▶ [What you need to do]:
Reproduce all of the entries, substituting "Object" for every "Target" and leaving everything else unchanged.

▶ [Record extracts]:

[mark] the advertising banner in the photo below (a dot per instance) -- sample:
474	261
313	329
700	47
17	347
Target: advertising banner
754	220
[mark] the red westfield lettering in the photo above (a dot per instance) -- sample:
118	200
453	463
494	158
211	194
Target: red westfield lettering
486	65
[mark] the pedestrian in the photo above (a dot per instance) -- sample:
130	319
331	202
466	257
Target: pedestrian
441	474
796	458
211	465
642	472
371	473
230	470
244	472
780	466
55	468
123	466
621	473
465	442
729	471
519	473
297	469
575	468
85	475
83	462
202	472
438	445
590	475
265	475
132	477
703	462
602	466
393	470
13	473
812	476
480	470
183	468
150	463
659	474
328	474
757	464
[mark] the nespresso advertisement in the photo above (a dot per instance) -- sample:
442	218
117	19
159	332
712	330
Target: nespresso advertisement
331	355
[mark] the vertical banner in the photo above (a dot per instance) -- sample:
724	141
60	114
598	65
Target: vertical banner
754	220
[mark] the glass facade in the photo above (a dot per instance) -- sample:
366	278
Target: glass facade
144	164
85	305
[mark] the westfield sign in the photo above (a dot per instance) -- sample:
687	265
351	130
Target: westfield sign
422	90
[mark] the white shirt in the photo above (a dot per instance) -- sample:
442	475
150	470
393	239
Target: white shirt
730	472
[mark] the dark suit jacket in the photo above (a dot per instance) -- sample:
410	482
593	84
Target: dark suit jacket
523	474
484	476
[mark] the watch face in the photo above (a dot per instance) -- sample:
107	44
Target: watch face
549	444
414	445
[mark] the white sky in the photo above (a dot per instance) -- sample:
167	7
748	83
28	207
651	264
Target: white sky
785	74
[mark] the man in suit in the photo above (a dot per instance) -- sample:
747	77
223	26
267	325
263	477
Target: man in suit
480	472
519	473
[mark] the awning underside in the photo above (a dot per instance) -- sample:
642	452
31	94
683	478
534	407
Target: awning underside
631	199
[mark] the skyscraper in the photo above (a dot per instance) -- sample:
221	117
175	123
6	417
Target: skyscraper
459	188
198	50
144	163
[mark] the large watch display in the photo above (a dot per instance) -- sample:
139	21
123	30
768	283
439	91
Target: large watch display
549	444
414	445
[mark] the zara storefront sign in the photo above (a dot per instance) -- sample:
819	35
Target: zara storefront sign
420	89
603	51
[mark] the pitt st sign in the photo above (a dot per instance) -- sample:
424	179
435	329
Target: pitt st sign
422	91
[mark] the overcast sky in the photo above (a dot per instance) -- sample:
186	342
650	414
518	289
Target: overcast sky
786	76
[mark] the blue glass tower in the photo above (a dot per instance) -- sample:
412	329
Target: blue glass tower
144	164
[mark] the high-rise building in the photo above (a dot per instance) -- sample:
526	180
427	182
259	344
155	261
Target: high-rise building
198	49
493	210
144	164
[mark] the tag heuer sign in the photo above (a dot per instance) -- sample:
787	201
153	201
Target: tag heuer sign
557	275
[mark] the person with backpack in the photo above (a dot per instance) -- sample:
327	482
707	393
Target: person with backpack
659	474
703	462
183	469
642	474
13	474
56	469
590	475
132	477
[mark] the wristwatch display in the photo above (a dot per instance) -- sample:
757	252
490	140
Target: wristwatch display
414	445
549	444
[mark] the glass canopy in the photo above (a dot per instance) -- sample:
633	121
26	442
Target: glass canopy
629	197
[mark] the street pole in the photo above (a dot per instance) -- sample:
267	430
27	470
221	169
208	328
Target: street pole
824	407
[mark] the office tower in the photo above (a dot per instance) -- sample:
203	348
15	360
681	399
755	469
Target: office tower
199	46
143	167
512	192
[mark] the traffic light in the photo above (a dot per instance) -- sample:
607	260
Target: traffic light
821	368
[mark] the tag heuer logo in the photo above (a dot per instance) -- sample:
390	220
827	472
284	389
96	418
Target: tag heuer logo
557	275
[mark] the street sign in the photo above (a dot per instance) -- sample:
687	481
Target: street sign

▶ [Solved problem]:
[mark] the advertising banner in the photo below (a dot per instance) -- sample:
474	261
313	329
700	47
17	347
Object: advertising banner
754	220
[mark] the red westfield lettering in the photo above (a dot per instance) -- sample:
118	200
453	463
494	158
211	194
Object: red westfield lettering
486	65
[mark] the pedestrian in the photo above (a dot per instance) -- sample:
130	319
331	202
466	257
Object: pedestrian
441	474
796	458
211	465
642	472
371	473
230	470
244	472
780	466
55	468
123	466
621	473
465	442
729	471
519	473
297	469
575	468
85	475
83	462
202	472
438	445
590	475
265	475
132	477
703	462
602	466
393	470
13	473
812	476
480	470
183	468
150	463
659	474
328	474
757	464
[mark] the nespresso advertisement in the photo above (a dot per instance) -- sample:
442	218
117	19
159	332
712	330
Object: nespresso advertisement
331	355
[mark] the vertical banner in the photo above (a dot per instance) -- sample:
724	141
60	114
598	65
Object: vertical banner
754	220
[mark] the glass facade in the photo above (a dot per instance) -- sample:
366	278
Object: glass facade
144	164
85	305
[mark] the westfield sign in the photo above (a dot per instance) -- sample:
687	265
351	130
Object: westfield sign
422	90
[mark] the white shirt in the photo above (a dot per instance) -- sample:
442	475
150	470
393	239
Object: white shirt
730	472
[mark] the dark suit jacket in the photo above (a dot per instance) -- sample:
410	482
593	84
Object: dark suit jacket
523	474
484	476
[mark] the watch face in the photo above (a dot per instance) -- sample:
107	44
Object: watch face
549	444
414	445
[mark] the white sky in the photo above (a dot per instance) -- sample:
167	7
748	83
28	207
651	264
Object: white sky
785	74
[mark] the man in suit in the photo above (a dot per instance) -- sample:
747	77
223	26
267	325
263	477
Object: man in suit
480	472
519	473
[mark] the awning underside in the photo above (a dot per instance) -- sample:
642	452
31	94
683	478
534	407
Object: awning underside
631	199
[mark] the skyscraper in the photo above (a dot per instance) -- sample:
221	117
175	123
6	417
Object: skyscraper
459	188
198	50
144	163
[mark] the large watch display in the photo above (a dot per instance) -- sample:
139	21
123	30
768	283
439	91
Object: large watch display
549	444
414	445
[mark] the zara storefront sign in the photo above (a dot per instance) -- sample:
819	35
Object: zara storefront sign
420	89
603	51
[mark] the pitt st sign in the photo above (a dot per instance) -- sample:
424	179
435	329
Object: pitt st sign
422	91
[mark] the overcast sky in the photo above (a dot per instance) -- sample:
186	342
650	414
518	289
Object: overcast sky
786	76
[mark] the blue glass tower in the photo above (a dot per instance) -- sample:
412	329
Object: blue glass tower
144	164
[mark] the high-rise building in the photo above (a dot per instance) -- sample:
526	180
427	182
259	344
155	261
Object: high-rise building
198	49
493	210
144	164
[mark] the tag heuer sign in the photo above (a dot per instance) -- sample:
787	201
153	201
Object: tag heuer sign
557	275
[mark] the person with backpack in the photo above (a dot per instance) -- sample:
327	482
707	393
Object: person with backpack
659	474
703	462
183	469
642	474
13	474
56	469
590	475
132	477
[mark] the wristwatch display in the photo above (a dot per instance) -- sample:
757	252
490	140
Object: wristwatch display
414	445
549	444
[mark] the glass canopy in the photo above (a dot per instance) -- sample:
633	121
26	442
Object: glass canopy
629	197
[mark] the street pole in the photo above (a dot per instance) -- sample:
267	430
27	470
221	169
208	328
Object: street pole
824	407
[mark] the office tower in the photo above (a dot per instance) -- sample:
203	348
15	360
681	399
755	469
Object: office tower
199	46
143	167
512	192
[mark] the traffic light in the photo above (a dot per instance) -- sample:
607	260
Object: traffic light
821	368
[mark] the tag heuer logo in the photo above (a dot per instance) -- sample:
390	220
827	472
284	389
96	418
Object: tag heuer logo
557	275
[mark] the street sign in the photo above (a dot per instance) -- sample:
687	481
Object: street sign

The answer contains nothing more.